» **CHALLENGE**
Can you rewrite every line from the start of the items through the line with "x=857, y=166", both ends included and requests kept, shifting each x and y coordinate in the answers by 143? Leave the pictures out.

(Source records)
※ ※ ※
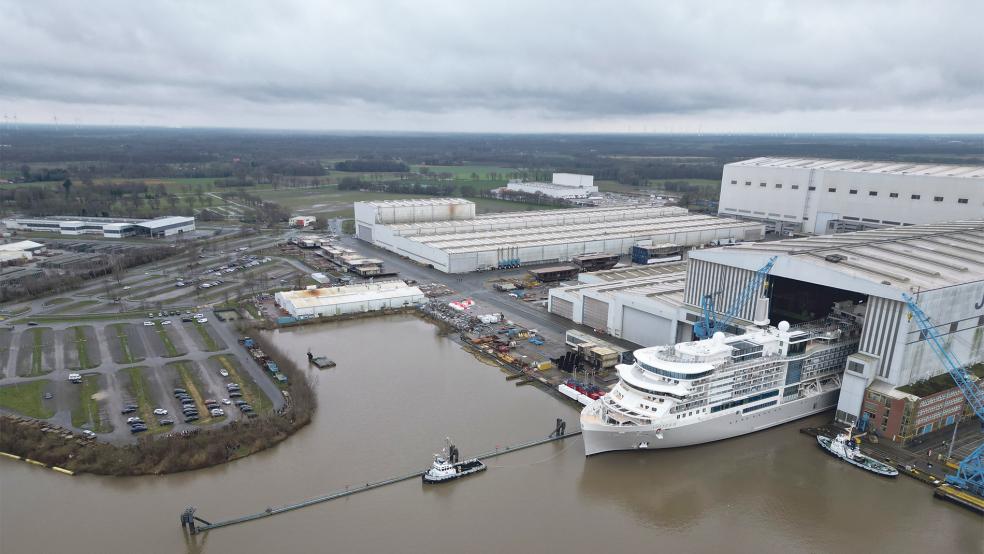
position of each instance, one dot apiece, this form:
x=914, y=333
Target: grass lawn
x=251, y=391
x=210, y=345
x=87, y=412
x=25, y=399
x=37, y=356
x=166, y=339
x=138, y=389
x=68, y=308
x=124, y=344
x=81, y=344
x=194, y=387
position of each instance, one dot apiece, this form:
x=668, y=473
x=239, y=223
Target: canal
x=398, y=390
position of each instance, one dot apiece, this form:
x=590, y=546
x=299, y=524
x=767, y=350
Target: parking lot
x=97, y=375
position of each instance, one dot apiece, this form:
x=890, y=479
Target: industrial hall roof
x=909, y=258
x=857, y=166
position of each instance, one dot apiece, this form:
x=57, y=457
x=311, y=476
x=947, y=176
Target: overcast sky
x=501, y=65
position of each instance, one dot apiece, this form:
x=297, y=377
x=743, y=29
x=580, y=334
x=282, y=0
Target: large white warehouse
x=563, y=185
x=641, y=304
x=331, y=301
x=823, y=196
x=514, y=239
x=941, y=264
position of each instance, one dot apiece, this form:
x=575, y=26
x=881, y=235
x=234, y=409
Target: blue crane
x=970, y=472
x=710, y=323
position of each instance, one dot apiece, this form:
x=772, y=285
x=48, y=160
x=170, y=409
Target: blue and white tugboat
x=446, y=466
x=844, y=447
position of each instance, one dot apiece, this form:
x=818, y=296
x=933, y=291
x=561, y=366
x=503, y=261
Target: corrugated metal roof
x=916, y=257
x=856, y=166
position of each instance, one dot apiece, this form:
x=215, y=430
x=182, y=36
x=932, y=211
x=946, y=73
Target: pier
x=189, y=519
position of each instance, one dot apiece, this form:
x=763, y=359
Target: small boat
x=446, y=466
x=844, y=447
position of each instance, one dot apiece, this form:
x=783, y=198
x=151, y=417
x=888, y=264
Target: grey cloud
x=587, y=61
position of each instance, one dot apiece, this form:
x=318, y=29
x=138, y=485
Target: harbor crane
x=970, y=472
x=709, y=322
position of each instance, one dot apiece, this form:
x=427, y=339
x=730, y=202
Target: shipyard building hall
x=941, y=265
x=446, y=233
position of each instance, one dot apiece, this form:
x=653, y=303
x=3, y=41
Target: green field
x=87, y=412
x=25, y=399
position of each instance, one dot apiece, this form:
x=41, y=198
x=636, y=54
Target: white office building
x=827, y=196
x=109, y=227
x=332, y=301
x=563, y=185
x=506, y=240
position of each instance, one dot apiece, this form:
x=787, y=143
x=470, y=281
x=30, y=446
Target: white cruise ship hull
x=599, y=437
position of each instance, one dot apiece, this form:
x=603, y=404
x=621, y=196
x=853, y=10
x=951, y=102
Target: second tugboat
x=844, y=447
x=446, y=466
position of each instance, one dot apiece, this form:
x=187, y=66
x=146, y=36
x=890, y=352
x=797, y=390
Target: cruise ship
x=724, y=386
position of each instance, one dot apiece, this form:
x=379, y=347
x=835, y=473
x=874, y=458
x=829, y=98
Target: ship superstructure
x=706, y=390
※ ※ ※
» **TASK ANSWER**
position of each instance, one dot apiece, this form:
x=914, y=333
Target: grass lawn
x=394, y=534
x=353, y=488
x=230, y=555
x=168, y=542
x=180, y=499
x=309, y=482
x=281, y=532
x=211, y=451
x=267, y=487
x=224, y=487
x=337, y=530
position of each instance, one dot apiece, this form:
x=668, y=473
x=239, y=223
Target: canal
x=541, y=533
position of each instance, one dot apiece, this form:
x=590, y=546
x=299, y=524
x=767, y=350
Target: parking lot
x=240, y=518
position of each instance, one dot apiece, this form:
x=890, y=479
Target: industrial hall roof
x=1052, y=401
x=1000, y=309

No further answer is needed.